═══ Data provided

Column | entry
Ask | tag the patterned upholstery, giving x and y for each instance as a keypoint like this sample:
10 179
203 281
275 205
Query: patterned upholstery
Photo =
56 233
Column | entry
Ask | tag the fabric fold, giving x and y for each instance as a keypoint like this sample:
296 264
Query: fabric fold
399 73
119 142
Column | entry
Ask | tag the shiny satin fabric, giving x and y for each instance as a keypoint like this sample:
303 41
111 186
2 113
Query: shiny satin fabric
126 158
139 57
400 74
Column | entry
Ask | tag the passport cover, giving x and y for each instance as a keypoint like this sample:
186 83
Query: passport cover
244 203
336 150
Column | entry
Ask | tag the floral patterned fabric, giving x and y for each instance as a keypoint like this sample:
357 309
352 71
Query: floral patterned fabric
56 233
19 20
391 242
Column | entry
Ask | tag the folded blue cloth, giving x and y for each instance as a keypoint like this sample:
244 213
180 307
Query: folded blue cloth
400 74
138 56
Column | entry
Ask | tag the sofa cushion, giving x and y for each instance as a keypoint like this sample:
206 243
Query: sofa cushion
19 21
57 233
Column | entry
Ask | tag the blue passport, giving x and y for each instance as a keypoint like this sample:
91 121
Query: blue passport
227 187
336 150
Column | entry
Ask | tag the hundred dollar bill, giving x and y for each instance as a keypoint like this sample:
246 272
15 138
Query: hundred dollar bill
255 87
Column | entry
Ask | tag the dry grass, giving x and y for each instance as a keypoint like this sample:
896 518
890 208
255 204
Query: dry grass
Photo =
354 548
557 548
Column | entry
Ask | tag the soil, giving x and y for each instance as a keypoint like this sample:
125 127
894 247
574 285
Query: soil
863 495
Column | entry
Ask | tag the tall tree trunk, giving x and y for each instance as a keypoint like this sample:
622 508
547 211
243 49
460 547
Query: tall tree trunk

══════

Exercise instructions. List every line of the entries above that contains the word "sofa".

Result for this task.
Ask | tag the sofa cushion, giving x and y for each instance as a keypoint like this sample:
Query: sofa cushion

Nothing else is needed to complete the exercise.